• **AVAILABLE RECORDS**:
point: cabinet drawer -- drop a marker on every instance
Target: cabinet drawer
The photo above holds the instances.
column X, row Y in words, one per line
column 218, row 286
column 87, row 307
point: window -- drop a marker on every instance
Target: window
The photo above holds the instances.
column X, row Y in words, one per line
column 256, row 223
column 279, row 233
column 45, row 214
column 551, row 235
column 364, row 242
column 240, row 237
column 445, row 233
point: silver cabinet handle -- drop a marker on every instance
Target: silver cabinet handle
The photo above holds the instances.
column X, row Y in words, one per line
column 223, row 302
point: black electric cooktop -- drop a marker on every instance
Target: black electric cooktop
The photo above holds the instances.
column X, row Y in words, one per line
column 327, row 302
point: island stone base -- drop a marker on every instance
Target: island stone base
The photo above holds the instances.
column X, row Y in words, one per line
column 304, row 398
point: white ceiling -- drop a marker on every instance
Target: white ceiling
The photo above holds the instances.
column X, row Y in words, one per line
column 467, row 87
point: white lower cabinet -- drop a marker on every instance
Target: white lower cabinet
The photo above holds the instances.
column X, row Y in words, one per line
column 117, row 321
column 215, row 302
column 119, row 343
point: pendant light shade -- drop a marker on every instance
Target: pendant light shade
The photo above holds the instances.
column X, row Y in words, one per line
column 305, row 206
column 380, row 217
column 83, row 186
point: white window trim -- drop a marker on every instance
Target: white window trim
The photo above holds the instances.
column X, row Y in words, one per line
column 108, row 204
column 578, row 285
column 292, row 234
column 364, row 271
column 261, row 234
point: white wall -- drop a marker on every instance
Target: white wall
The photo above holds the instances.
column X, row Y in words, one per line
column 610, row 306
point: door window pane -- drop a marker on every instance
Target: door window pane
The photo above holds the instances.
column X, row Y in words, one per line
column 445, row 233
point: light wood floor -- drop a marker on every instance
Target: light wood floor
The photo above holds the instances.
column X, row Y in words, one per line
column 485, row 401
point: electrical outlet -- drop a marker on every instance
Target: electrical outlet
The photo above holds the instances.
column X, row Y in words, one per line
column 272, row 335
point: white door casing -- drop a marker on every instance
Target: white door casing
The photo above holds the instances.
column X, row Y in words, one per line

• **AIM**: Reproduce the listing above line for line, with no changes.

• **RESPONSE TO THE EXERCISE**:
point: cabinet drawer -- drop a marker on every instance
Target: cabinet drawer
The photo above holds the instances.
column X, row Y in words, one per line
column 218, row 286
column 87, row 307
point: window -- drop a marker on every instance
Target: window
The photo above holds the instances.
column X, row Y in words, one per line
column 256, row 223
column 279, row 233
column 45, row 214
column 551, row 235
column 364, row 242
column 240, row 237
column 445, row 233
point: silver cabinet handle -- drop a marker on every instance
Target: silver cabinet handle
The photo above holds the instances.
column X, row Y in words, one per line
column 223, row 302
point: black electric cooktop -- drop a marker on every instance
Target: black electric cooktop
The photo above holds the instances.
column X, row Y in words, one per line
column 327, row 302
point: island stone base -- drop a marker on every instance
Target: island stone base
The photo above holds the instances.
column X, row Y in words, one per line
column 304, row 398
point: white ceiling -- drop a marker on every instance
Target: white ceiling
The photo above holds the instances.
column X, row Y in words, one per line
column 467, row 87
point: white lower cabinet -- drop a marker on every instance
Target: white lower cabinet
The photo above holds the instances.
column X, row Y in words, one per line
column 117, row 321
column 215, row 302
column 119, row 343
point: pendant light shade -- drop a marker on every instance
Target: pendant light shade
The photo above holds the instances.
column X, row Y in words, one per line
column 305, row 206
column 380, row 217
column 83, row 186
point: white window trim -- drop a marker on every instance
Target: white window trim
The photo above holds the instances.
column X, row Y in words, one per line
column 108, row 204
column 578, row 285
column 292, row 234
column 364, row 271
column 261, row 234
point: white wall -- drop a marker on every instance
Target: white wall
The photo above holds the instances.
column X, row Y in words, one per line
column 610, row 306
point: door window pane -- drop a marker on every instance
Target: door window pane
The photo above holds the instances.
column X, row Y in words, one per line
column 445, row 233
point: light wood floor -- drop a marker on every instance
Target: light wood floor
The photo above holds the instances.
column X, row Y in words, one per line
column 485, row 401
point: electrical outlet -- drop a marker on every instance
Target: electrical outlet
The photo above holds the instances.
column X, row Y in words, one per line
column 272, row 335
point: white door casing -- drop a marker on every instance
Target: white door casing
The photo above holds the instances.
column X, row Y in words, one per line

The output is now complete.